=== SELECTED TEXT ===
== == ==

When the topic of post modernism comes up, I always brace for the onslaught of adherents who sorta miss the point of what PoMo thought is all about.  It’s been so long since I’ve dealt with an actual post modern argument, and not just people who want to replace authoritarian definitions with their own authoritarian definitions.

So perhaps we are arguing against a pale imitation of what a post modern argument actually looks like, because at least in this explanation of PoMo theory, it doesn’t sound as beyond the pale.

 

So, when postmodern folks claim subjectivity it is not that they are saying nothing, it is that they are acknowledging both their own flaws and the need for constant interrogation of the facts laid out before us. The idea that one must come to a conclusion in order to find truth is actually the definition of fascism. If a dictionary must appear in its final form, who says the human race must not also? And how would such a society deal with change—specifically that of cultural migration and economic unease.

So, hopefully, this at least establishes the urgent need to abandon the very concept of objective truth. Objective truth is anti-democratic. There is no such thing as an unbiased statement that has not been shaped by elements of power or hierarchy. There is no such thing as a random statement, and there is no such thing as a true statement. In fact, a random statement and a true statement amount to the same thing, and it is only by connecting them that we can give meaning to either.

I can hear the grumbles now. Saying truth is the same as randomness is actually saying nothing! Really? Then why on earth react to it at all? If this statement really said nothing, wouldn’t a more adequate response be: ‘what do you think?’ or even, just in case ‘can you speak up?’ No, but truth, in how we arrive at its exact conclusions, can only retain any meaning if we acknowledge how arbitrary it is to get to that exact spot of perfection. It is only then that we can begin to unpack the biases that got us to that spot, which of course aren’t random at all, and link throughout history, sociology, geography, physics and biology. It is only after we unmask the assumption that is in authority that we can dethrone it and restore democracy.

== == ==

=== RECORDS ===

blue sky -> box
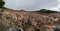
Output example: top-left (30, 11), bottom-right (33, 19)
top-left (4, 0), bottom-right (60, 11)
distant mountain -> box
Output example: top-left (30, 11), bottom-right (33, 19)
top-left (0, 8), bottom-right (60, 31)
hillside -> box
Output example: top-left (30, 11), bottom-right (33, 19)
top-left (0, 9), bottom-right (60, 31)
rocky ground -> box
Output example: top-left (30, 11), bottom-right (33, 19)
top-left (0, 9), bottom-right (60, 31)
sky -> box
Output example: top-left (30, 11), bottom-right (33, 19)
top-left (4, 0), bottom-right (60, 11)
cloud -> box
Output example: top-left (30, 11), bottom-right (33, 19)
top-left (4, 0), bottom-right (59, 10)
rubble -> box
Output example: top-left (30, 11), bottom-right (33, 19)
top-left (0, 9), bottom-right (60, 31)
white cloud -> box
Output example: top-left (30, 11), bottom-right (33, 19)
top-left (4, 0), bottom-right (59, 10)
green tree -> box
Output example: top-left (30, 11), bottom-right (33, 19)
top-left (0, 0), bottom-right (5, 8)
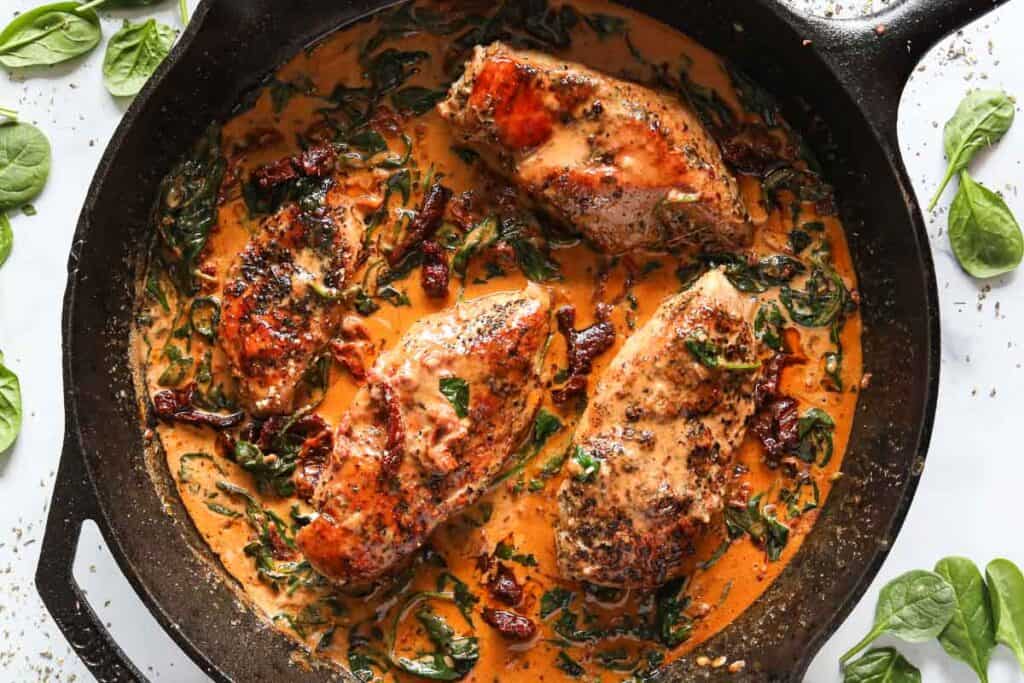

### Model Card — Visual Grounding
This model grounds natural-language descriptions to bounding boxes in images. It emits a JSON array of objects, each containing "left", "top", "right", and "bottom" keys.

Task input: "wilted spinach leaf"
[
  {"left": 391, "top": 86, "right": 447, "bottom": 116},
  {"left": 583, "top": 12, "right": 629, "bottom": 40},
  {"left": 155, "top": 124, "right": 226, "bottom": 295},
  {"left": 797, "top": 408, "right": 836, "bottom": 467},
  {"left": 754, "top": 301, "right": 785, "bottom": 351},
  {"left": 439, "top": 377, "right": 469, "bottom": 418},
  {"left": 779, "top": 266, "right": 855, "bottom": 328}
]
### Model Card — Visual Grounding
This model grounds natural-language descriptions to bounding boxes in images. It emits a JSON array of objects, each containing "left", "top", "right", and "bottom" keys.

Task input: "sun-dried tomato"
[
  {"left": 295, "top": 144, "right": 338, "bottom": 176},
  {"left": 487, "top": 562, "right": 522, "bottom": 607},
  {"left": 551, "top": 306, "right": 615, "bottom": 403},
  {"left": 380, "top": 384, "right": 406, "bottom": 478},
  {"left": 153, "top": 382, "right": 245, "bottom": 429},
  {"left": 751, "top": 396, "right": 800, "bottom": 463},
  {"left": 253, "top": 157, "right": 299, "bottom": 189},
  {"left": 482, "top": 607, "right": 537, "bottom": 641},
  {"left": 420, "top": 241, "right": 449, "bottom": 299},
  {"left": 387, "top": 182, "right": 452, "bottom": 266},
  {"left": 293, "top": 421, "right": 334, "bottom": 501}
]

== == ==

=== EXERCISE SET ===
[a] Decide whether each of the following statements agrees with the passage on postmodernism, answering yes or no and quoting verbatim the words of the passage that decide it. (i) The writer holds that objective truth works against democracy. (ii) The writer treats a random statement and a true statement as wholly different things. (iii) The writer describes the biases that lead to a given truth as random.
[b] Carry on the passage on postmodernism, beginning after its final sentence.

=== RESPONSE LIST ===
[a]
(i) Yes: "Objective truth is anti-democratic."
(ii) No: "a random statement and a true statement amount to the same thing"
(iii) No: "which of course aren’t random at all"

[b]
Now, there is nothing true about democracy either. Each person operates within their own distance from the truth but at least, to borrow Marx, implies ownership of the production of truth, rather than the blind following of it. Does such a philosophy naturally imply the free market, rather than Marxism? Not necessarily. The distribution of goods, the control over the means of production, those sorts of things are not the same as ideas, let alone people. It could be very possible to have a centralized form of economics that thrived for diverse ideas and people. In fact, such a neutral form of economics—pure in its democracy and lack of discrimination—would imply absolute blindness to differences and a replacement of this hierarchy of difference with universal human rights. That doesn’t mean that each difference wouldn’t get a say, it is to say that each would have a right, no matter their say.

It is fairly obvious that an economy that has no such tools to guarantee human rights would naturally create hierarchies to (re) order distribution and create profits. The idea that one must have an objective idea of truth to reject neoliberalism implies that the neoliberalism was a cultural, not an economic counter-revolution. This seems to apply a backward order of operations. Even though the neoliberal has assaulted the cultural and the personal, it a truly perplexing leap for Marxists to make the claim that as soon as the economic theory of their “objective” choice falls out of favor, we suddenly are not talking about economics anymore, but culture that drives the economy. Just dead wrong.

The goal of the lie of objective truth is to establish power for a certain group of people, so that they can therefore profit from and exploit the people whose truth does not fit the proper definition of normality. That’s why Foucalt saw prisons so clearly. What is a prison? And who decides it?